Girl vs. Mountain

Everyone in my family skis. Everyone but me, that is. I’ve tried it a few times, but I simply don’t enjoy rushing out of control down a snowy mountainside. My husband took me skiing when we were first together. Before that day I’d only ever been on cross country skis and had no idea what to do. Up the chair lift we went. Off the chair lift I fell. We were supposed to go down one of the easy green circle runs, but it wasn’t open, so he took me to a medium difficulty blue square run. I completely panicked. He tried helping me down the mountain by holding my hands and skiing backwards, but ultimately I decided to take my skis off and walk down. I felt discouraged and embarrassed. Later that day his sister offered to take me back up the bunny hill and share some techniques, which, in retrospect, was where I should have started the day.

A few years later, when living on the West Coast, we went with some friends to a ski resort, and I tried again. It went better that time, but I still hated the feeling of being out of control. I spent most of the day in the resort sipping hot cocoa.

The family tries every winter to convince me to go again, but I am older and more stubborn now; I always say no. I go with them to the resort at least once a year, watch them ski, then retreat to the lounge area to read a book. This year my husband mentioned that our local resort has snowshoeing and skinning trails. Skinning is a term that refers to using skis with “skins” on the bottom to walk up a mountain. We recently bought one pair of Altai Hok skis (they are a bit shorter than traditional cross country skis and you can use them with regular boots) and one set of snowshoes and had been out once so far this season. I used the skis. I decided to try the new trail, having never hiked in snowshoes.

Wait, you’re saying. We’ve been here before. This very same mountain, 20 years ago. Perhaps not the best plan?

» WORK ITEM A: In the skiing essay, what does the term "skinning" refer to?
» WORK ITEM B: Please reproduce the part of the skiing essay starting with "The family tries" and going on through "hiked in snowshoes.".

» SUPPLIED ENTRIES:
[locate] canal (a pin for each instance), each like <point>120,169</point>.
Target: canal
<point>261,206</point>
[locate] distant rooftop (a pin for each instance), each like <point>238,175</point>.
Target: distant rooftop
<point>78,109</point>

» YOUR SOLUTION A: Using skis with "skins" on the bottom to walk up a mountain.

» YOUR SOLUTION B:
The family tries every winter to convince me to go again, but I am older and more stubborn now; I always say no. I go with them to the resort at least once a year, watch them ski, then retreat to the lounge area to read a book. This year my husband mentioned that our local resort has snowshoeing and skinning trails. Skinning is a term that refers to using skis with “skins” on the bottom to walk up a mountain. We recently bought one pair of Altai Hok skis (they are a bit shorter than traditional cross country skis and you can use them with regular boots) and one set of snowshoes and had been out once so far this season. I used the skis. I decided to try the new trail, having never hiked in snowshoes.